— Instructions to follow —
How many lines in the entries below contain the word "forested", counting only matches in the same case? Reply with the number alone.

— Given data —

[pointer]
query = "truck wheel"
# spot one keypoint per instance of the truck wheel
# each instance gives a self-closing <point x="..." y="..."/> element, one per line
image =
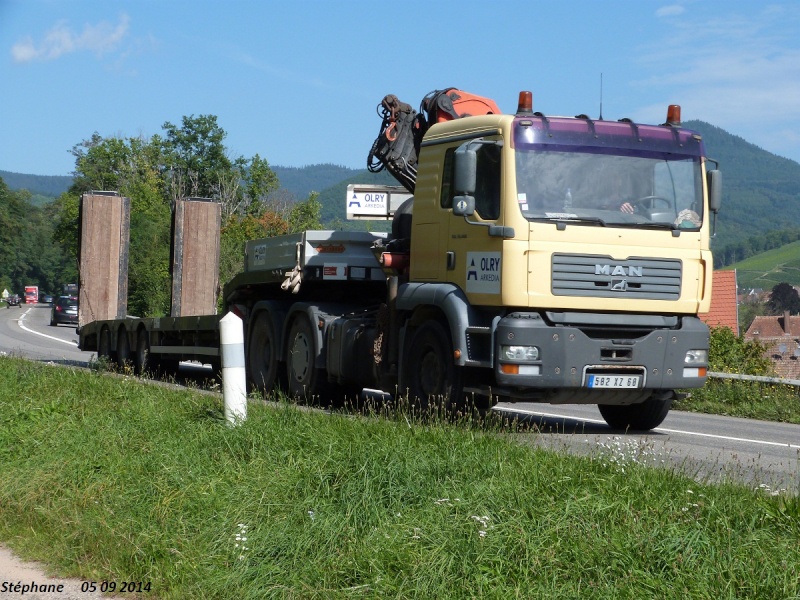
<point x="305" y="380"/>
<point x="430" y="373"/>
<point x="263" y="352"/>
<point x="638" y="417"/>
<point x="141" y="359"/>
<point x="123" y="349"/>
<point x="104" y="347"/>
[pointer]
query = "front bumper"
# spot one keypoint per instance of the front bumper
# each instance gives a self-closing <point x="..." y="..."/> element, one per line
<point x="569" y="354"/>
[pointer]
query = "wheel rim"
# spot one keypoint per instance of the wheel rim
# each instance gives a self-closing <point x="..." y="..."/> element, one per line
<point x="300" y="356"/>
<point x="263" y="361"/>
<point x="142" y="353"/>
<point x="431" y="372"/>
<point x="104" y="345"/>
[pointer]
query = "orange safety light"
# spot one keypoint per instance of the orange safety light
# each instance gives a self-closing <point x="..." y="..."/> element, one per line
<point x="525" y="104"/>
<point x="674" y="114"/>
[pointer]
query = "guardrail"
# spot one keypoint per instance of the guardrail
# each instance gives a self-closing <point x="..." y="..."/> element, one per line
<point x="761" y="378"/>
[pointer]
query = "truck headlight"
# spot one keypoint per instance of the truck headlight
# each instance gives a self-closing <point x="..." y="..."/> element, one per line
<point x="519" y="353"/>
<point x="696" y="357"/>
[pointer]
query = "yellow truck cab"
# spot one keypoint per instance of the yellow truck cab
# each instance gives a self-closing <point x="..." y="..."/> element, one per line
<point x="569" y="258"/>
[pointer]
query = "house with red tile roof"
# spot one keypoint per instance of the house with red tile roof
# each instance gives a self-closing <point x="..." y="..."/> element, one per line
<point x="724" y="309"/>
<point x="780" y="336"/>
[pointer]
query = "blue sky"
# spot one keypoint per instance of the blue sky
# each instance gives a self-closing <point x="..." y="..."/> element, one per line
<point x="298" y="81"/>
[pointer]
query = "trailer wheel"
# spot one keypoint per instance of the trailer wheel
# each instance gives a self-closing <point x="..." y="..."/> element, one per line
<point x="263" y="353"/>
<point x="141" y="359"/>
<point x="433" y="379"/>
<point x="644" y="416"/>
<point x="104" y="346"/>
<point x="305" y="380"/>
<point x="123" y="349"/>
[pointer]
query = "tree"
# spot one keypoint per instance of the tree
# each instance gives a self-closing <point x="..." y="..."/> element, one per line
<point x="190" y="160"/>
<point x="197" y="163"/>
<point x="784" y="298"/>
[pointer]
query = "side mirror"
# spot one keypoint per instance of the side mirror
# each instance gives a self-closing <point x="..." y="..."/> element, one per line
<point x="466" y="169"/>
<point x="714" y="180"/>
<point x="464" y="206"/>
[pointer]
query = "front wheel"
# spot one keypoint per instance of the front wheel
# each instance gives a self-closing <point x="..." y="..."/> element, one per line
<point x="305" y="380"/>
<point x="431" y="375"/>
<point x="141" y="360"/>
<point x="644" y="416"/>
<point x="263" y="354"/>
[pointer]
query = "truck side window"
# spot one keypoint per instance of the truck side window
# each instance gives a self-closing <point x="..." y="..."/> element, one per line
<point x="487" y="186"/>
<point x="448" y="179"/>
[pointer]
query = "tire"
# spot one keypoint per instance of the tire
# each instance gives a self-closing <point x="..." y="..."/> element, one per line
<point x="141" y="359"/>
<point x="644" y="416"/>
<point x="123" y="349"/>
<point x="304" y="379"/>
<point x="104" y="346"/>
<point x="431" y="376"/>
<point x="263" y="355"/>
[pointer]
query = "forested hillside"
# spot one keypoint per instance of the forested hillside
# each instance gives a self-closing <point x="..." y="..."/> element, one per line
<point x="761" y="192"/>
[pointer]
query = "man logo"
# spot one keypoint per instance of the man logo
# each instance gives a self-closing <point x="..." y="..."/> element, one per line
<point x="618" y="270"/>
<point x="619" y="285"/>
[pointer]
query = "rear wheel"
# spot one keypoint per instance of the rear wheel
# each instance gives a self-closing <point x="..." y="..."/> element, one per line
<point x="305" y="380"/>
<point x="429" y="371"/>
<point x="123" y="349"/>
<point x="638" y="417"/>
<point x="263" y="353"/>
<point x="141" y="360"/>
<point x="104" y="346"/>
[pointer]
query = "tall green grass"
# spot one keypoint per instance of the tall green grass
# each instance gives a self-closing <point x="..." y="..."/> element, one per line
<point x="108" y="478"/>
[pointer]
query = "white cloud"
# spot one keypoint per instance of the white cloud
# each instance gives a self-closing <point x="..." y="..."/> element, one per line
<point x="739" y="72"/>
<point x="101" y="38"/>
<point x="673" y="10"/>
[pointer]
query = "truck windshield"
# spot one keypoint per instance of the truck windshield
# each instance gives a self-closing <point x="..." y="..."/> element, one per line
<point x="607" y="187"/>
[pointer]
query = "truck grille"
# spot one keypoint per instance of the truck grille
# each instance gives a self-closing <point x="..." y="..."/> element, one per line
<point x="603" y="277"/>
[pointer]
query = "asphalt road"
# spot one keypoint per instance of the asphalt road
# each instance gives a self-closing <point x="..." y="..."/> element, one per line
<point x="706" y="447"/>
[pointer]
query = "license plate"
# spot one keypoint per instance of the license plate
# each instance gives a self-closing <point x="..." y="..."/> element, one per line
<point x="613" y="381"/>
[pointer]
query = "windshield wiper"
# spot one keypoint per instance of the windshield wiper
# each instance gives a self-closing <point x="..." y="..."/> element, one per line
<point x="576" y="219"/>
<point x="648" y="225"/>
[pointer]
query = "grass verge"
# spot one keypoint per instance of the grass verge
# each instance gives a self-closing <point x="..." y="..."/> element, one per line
<point x="746" y="399"/>
<point x="107" y="478"/>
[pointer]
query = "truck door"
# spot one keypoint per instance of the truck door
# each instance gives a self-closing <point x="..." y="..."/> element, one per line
<point x="472" y="255"/>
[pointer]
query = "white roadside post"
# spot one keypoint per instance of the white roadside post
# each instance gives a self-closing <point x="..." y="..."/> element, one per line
<point x="234" y="386"/>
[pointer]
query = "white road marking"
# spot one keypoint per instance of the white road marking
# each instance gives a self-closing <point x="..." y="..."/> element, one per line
<point x="21" y="323"/>
<point x="661" y="429"/>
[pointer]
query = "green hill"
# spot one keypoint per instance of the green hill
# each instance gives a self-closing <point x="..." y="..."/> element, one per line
<point x="767" y="269"/>
<point x="761" y="191"/>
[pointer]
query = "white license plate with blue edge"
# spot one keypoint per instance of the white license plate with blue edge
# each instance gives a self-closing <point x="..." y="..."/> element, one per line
<point x="613" y="381"/>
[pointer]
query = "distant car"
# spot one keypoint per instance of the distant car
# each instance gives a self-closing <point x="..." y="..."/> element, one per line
<point x="65" y="310"/>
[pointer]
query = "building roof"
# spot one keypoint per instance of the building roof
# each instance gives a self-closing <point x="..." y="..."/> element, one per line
<point x="724" y="310"/>
<point x="768" y="327"/>
<point x="780" y="336"/>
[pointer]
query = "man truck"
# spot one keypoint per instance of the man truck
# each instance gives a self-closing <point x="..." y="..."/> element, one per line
<point x="540" y="259"/>
<point x="31" y="294"/>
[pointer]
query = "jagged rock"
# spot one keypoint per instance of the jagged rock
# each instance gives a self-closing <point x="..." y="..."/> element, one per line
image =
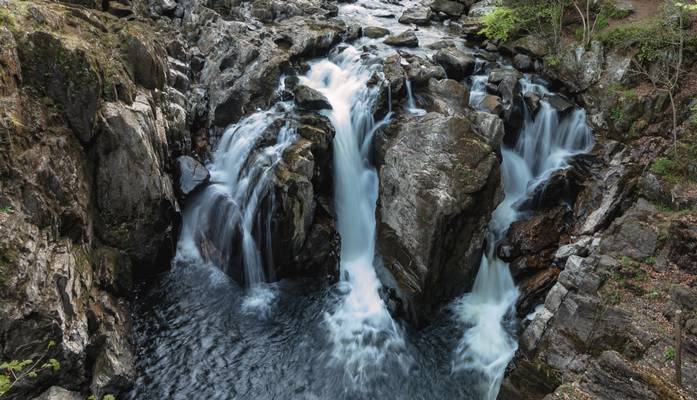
<point x="68" y="76"/>
<point x="191" y="175"/>
<point x="457" y="64"/>
<point x="561" y="104"/>
<point x="523" y="62"/>
<point x="416" y="15"/>
<point x="144" y="61"/>
<point x="498" y="75"/>
<point x="532" y="101"/>
<point x="446" y="96"/>
<point x="309" y="99"/>
<point x="482" y="8"/>
<point x="375" y="32"/>
<point x="58" y="393"/>
<point x="437" y="172"/>
<point x="134" y="195"/>
<point x="405" y="39"/>
<point x="448" y="7"/>
<point x="490" y="127"/>
<point x="531" y="45"/>
<point x="421" y="71"/>
<point x="492" y="104"/>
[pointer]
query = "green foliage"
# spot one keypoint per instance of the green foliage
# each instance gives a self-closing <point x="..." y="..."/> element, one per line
<point x="500" y="24"/>
<point x="14" y="371"/>
<point x="669" y="354"/>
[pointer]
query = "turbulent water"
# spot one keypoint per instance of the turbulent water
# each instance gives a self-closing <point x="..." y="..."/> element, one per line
<point x="201" y="335"/>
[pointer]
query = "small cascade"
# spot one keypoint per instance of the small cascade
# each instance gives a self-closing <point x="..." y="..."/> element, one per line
<point x="411" y="104"/>
<point x="219" y="224"/>
<point x="361" y="329"/>
<point x="545" y="144"/>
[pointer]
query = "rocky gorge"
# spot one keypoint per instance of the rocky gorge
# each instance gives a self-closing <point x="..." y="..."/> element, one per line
<point x="119" y="117"/>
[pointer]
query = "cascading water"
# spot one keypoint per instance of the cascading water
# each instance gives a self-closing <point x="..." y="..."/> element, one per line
<point x="544" y="145"/>
<point x="361" y="328"/>
<point x="219" y="223"/>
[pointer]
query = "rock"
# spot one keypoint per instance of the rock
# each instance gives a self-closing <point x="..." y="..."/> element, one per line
<point x="482" y="8"/>
<point x="144" y="61"/>
<point x="490" y="127"/>
<point x="191" y="175"/>
<point x="134" y="195"/>
<point x="561" y="104"/>
<point x="375" y="32"/>
<point x="531" y="45"/>
<point x="405" y="39"/>
<point x="532" y="101"/>
<point x="492" y="104"/>
<point x="523" y="62"/>
<point x="421" y="71"/>
<point x="416" y="15"/>
<point x="67" y="76"/>
<point x="633" y="235"/>
<point x="446" y="96"/>
<point x="448" y="7"/>
<point x="457" y="64"/>
<point x="437" y="173"/>
<point x="309" y="99"/>
<point x="58" y="393"/>
<point x="498" y="75"/>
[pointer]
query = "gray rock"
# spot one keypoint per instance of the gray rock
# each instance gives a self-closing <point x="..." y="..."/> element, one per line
<point x="375" y="32"/>
<point x="437" y="172"/>
<point x="309" y="99"/>
<point x="58" y="393"/>
<point x="416" y="15"/>
<point x="482" y="8"/>
<point x="457" y="64"/>
<point x="405" y="39"/>
<point x="448" y="7"/>
<point x="191" y="175"/>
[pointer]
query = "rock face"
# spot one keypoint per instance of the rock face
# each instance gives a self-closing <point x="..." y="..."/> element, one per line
<point x="437" y="190"/>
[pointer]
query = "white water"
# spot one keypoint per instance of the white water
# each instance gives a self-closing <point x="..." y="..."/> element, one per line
<point x="218" y="223"/>
<point x="544" y="146"/>
<point x="361" y="328"/>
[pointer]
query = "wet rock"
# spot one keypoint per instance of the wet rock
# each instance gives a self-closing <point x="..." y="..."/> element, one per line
<point x="531" y="45"/>
<point x="416" y="15"/>
<point x="191" y="175"/>
<point x="405" y="39"/>
<point x="561" y="104"/>
<point x="310" y="99"/>
<point x="375" y="32"/>
<point x="482" y="8"/>
<point x="492" y="104"/>
<point x="457" y="64"/>
<point x="437" y="173"/>
<point x="448" y="7"/>
<point x="134" y="194"/>
<point x="523" y="62"/>
<point x="58" y="393"/>
<point x="532" y="101"/>
<point x="446" y="96"/>
<point x="67" y="76"/>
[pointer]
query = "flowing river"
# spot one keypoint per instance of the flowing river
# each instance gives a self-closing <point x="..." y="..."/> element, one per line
<point x="201" y="335"/>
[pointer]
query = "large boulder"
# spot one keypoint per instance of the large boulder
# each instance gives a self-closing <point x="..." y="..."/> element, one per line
<point x="134" y="195"/>
<point x="457" y="63"/>
<point x="416" y="15"/>
<point x="437" y="189"/>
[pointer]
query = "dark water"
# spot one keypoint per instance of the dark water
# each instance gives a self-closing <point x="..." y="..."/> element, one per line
<point x="194" y="341"/>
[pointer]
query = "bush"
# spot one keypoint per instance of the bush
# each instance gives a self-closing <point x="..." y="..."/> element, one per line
<point x="500" y="24"/>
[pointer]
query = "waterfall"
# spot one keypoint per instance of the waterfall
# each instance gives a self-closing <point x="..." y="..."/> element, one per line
<point x="219" y="223"/>
<point x="361" y="329"/>
<point x="545" y="144"/>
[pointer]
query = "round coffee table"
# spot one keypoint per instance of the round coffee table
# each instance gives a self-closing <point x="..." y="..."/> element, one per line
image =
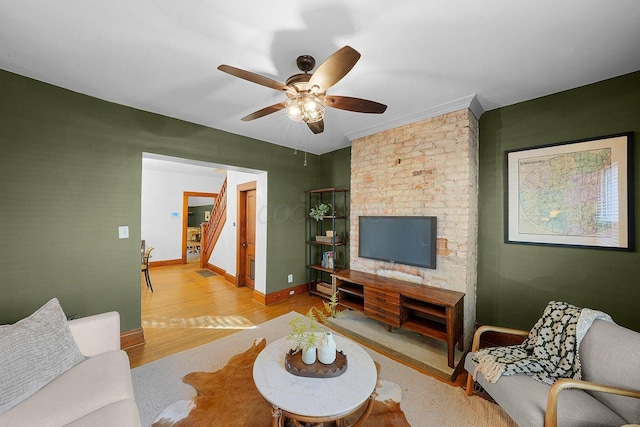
<point x="315" y="400"/>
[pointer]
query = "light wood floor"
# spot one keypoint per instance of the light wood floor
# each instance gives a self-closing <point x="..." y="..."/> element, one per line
<point x="187" y="310"/>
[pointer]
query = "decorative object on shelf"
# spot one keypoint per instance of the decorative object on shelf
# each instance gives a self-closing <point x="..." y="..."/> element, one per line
<point x="329" y="239"/>
<point x="327" y="349"/>
<point x="319" y="211"/>
<point x="294" y="364"/>
<point x="309" y="354"/>
<point x="327" y="260"/>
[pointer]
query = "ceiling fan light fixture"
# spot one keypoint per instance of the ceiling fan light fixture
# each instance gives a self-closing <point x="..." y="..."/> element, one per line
<point x="305" y="107"/>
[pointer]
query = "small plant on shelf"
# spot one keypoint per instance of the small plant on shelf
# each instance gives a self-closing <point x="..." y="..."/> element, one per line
<point x="319" y="211"/>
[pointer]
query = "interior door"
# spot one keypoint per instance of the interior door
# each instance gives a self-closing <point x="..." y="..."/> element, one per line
<point x="247" y="235"/>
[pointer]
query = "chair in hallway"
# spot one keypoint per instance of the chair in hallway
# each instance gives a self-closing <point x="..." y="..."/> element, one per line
<point x="145" y="267"/>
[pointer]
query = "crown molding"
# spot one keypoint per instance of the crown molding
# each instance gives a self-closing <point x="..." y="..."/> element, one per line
<point x="471" y="102"/>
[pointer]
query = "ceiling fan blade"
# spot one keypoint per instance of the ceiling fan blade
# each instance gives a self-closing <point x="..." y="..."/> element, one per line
<point x="316" y="127"/>
<point x="355" y="104"/>
<point x="265" y="111"/>
<point x="334" y="68"/>
<point x="254" y="78"/>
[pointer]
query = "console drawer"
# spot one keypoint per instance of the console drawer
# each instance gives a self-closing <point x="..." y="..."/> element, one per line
<point x="389" y="317"/>
<point x="376" y="296"/>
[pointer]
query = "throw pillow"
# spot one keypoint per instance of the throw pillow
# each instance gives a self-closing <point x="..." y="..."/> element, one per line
<point x="33" y="352"/>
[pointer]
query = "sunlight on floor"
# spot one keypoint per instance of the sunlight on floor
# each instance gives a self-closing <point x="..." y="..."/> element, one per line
<point x="201" y="322"/>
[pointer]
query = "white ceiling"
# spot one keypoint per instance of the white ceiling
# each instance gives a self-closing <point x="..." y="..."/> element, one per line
<point x="420" y="57"/>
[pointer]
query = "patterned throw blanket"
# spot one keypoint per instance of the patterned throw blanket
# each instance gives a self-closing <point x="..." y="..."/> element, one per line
<point x="550" y="351"/>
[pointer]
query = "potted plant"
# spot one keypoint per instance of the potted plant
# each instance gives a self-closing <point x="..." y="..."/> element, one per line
<point x="310" y="331"/>
<point x="319" y="211"/>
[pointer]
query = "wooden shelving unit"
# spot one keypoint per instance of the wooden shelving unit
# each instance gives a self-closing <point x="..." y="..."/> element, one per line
<point x="337" y="222"/>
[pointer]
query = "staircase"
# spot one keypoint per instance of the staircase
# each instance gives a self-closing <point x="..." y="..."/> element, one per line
<point x="211" y="230"/>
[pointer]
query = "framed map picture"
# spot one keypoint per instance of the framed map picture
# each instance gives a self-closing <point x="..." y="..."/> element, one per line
<point x="577" y="193"/>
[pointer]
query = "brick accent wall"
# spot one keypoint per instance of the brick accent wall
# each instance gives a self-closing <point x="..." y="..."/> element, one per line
<point x="424" y="168"/>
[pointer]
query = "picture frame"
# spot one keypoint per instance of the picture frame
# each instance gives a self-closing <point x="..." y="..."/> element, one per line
<point x="577" y="194"/>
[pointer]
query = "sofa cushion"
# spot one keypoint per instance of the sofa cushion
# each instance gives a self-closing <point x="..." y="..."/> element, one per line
<point x="93" y="384"/>
<point x="525" y="400"/>
<point x="122" y="414"/>
<point x="609" y="354"/>
<point x="33" y="352"/>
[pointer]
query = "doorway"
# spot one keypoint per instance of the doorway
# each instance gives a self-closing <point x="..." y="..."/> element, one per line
<point x="194" y="208"/>
<point x="246" y="256"/>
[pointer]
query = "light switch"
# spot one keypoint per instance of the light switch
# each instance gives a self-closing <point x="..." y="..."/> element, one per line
<point x="123" y="232"/>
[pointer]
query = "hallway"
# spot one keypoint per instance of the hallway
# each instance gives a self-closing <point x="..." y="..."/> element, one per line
<point x="187" y="310"/>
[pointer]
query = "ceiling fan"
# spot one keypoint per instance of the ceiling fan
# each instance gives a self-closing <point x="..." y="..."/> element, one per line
<point x="307" y="93"/>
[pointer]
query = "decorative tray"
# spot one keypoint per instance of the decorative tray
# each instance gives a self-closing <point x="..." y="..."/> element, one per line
<point x="293" y="363"/>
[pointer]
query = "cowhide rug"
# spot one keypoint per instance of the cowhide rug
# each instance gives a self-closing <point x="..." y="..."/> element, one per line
<point x="228" y="397"/>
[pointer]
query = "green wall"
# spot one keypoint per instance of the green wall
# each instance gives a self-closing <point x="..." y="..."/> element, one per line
<point x="70" y="174"/>
<point x="515" y="282"/>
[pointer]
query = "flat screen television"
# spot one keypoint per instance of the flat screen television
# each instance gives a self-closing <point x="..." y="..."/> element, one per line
<point x="409" y="240"/>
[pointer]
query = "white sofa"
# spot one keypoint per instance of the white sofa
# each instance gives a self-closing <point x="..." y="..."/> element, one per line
<point x="97" y="392"/>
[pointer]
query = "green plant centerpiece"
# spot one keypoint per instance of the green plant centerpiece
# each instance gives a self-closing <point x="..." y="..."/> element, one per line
<point x="319" y="211"/>
<point x="303" y="329"/>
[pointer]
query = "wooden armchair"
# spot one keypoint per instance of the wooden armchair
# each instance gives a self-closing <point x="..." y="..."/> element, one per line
<point x="604" y="342"/>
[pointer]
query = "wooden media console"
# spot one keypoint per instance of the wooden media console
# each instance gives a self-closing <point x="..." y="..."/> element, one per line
<point x="429" y="311"/>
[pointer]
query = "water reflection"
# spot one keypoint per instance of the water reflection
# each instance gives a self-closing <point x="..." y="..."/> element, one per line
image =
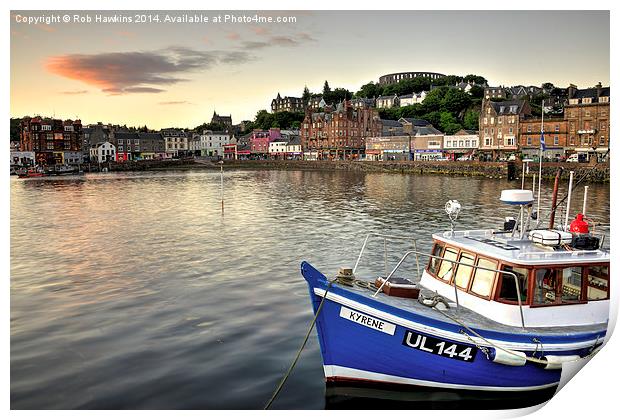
<point x="132" y="290"/>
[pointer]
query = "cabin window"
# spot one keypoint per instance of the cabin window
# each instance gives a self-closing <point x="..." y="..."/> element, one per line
<point x="434" y="263"/>
<point x="598" y="283"/>
<point x="482" y="284"/>
<point x="545" y="286"/>
<point x="463" y="272"/>
<point x="508" y="288"/>
<point x="445" y="268"/>
<point x="571" y="284"/>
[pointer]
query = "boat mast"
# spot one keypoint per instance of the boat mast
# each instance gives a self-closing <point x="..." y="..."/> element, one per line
<point x="540" y="149"/>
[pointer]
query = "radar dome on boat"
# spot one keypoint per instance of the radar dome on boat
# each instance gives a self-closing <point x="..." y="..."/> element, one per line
<point x="517" y="197"/>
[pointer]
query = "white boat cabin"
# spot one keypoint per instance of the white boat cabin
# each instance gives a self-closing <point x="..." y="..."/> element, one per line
<point x="556" y="287"/>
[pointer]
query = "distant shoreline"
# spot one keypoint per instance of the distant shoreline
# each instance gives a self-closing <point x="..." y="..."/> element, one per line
<point x="499" y="170"/>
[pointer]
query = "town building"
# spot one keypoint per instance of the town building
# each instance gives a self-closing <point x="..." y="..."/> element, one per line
<point x="95" y="133"/>
<point x="388" y="148"/>
<point x="150" y="146"/>
<point x="392" y="128"/>
<point x="23" y="158"/>
<point x="494" y="92"/>
<point x="587" y="116"/>
<point x="293" y="148"/>
<point x="556" y="135"/>
<point x="260" y="139"/>
<point x="388" y="101"/>
<point x="499" y="127"/>
<point x="103" y="152"/>
<point x="127" y="144"/>
<point x="363" y="103"/>
<point x="49" y="138"/>
<point x="277" y="149"/>
<point x="427" y="143"/>
<point x="389" y="79"/>
<point x="212" y="143"/>
<point x="288" y="103"/>
<point x="462" y="144"/>
<point x="339" y="134"/>
<point x="316" y="102"/>
<point x="177" y="142"/>
<point x="409" y="124"/>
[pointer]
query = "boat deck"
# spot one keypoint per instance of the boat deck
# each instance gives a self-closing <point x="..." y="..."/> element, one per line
<point x="469" y="317"/>
<point x="504" y="247"/>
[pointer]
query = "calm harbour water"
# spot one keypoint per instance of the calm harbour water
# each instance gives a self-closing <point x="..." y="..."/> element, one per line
<point x="134" y="291"/>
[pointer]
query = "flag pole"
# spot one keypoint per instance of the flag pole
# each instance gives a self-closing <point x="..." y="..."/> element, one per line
<point x="542" y="142"/>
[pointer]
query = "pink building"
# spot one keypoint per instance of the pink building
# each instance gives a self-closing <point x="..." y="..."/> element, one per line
<point x="259" y="142"/>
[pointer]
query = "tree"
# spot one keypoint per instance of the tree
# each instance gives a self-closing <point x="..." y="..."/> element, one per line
<point x="479" y="80"/>
<point x="326" y="89"/>
<point x="476" y="92"/>
<point x="306" y="96"/>
<point x="434" y="99"/>
<point x="455" y="101"/>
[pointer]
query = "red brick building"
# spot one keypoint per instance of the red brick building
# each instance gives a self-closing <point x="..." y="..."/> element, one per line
<point x="556" y="135"/>
<point x="499" y="127"/>
<point x="50" y="139"/>
<point x="587" y="117"/>
<point x="340" y="133"/>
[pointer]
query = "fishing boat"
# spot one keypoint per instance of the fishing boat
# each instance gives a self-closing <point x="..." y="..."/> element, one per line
<point x="30" y="173"/>
<point x="490" y="314"/>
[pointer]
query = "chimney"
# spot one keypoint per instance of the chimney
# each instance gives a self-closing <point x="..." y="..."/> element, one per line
<point x="571" y="90"/>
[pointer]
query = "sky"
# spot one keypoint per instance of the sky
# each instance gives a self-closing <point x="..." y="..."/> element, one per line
<point x="176" y="74"/>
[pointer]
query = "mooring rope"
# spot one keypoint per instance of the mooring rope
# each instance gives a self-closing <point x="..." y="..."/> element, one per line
<point x="303" y="344"/>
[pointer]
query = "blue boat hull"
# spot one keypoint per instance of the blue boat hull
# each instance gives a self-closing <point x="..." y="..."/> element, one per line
<point x="364" y="352"/>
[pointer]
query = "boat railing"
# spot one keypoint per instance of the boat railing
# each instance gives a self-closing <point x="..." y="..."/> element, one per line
<point x="385" y="253"/>
<point x="454" y="265"/>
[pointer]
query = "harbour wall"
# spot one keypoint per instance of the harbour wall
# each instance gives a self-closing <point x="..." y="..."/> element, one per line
<point x="501" y="170"/>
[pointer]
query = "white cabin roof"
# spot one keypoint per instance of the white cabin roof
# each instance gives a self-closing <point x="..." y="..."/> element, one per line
<point x="502" y="246"/>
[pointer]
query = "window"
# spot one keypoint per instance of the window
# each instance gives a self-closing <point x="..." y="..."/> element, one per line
<point x="571" y="284"/>
<point x="482" y="284"/>
<point x="445" y="268"/>
<point x="598" y="283"/>
<point x="463" y="272"/>
<point x="508" y="288"/>
<point x="545" y="286"/>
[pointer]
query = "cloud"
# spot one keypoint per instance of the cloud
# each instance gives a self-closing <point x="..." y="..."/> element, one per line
<point x="120" y="73"/>
<point x="175" y="103"/>
<point x="278" y="40"/>
<point x="74" y="92"/>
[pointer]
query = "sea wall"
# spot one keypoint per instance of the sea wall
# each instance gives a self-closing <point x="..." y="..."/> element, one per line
<point x="595" y="172"/>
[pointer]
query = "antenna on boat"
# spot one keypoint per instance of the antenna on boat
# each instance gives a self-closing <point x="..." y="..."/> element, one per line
<point x="453" y="208"/>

— Answer in full —
2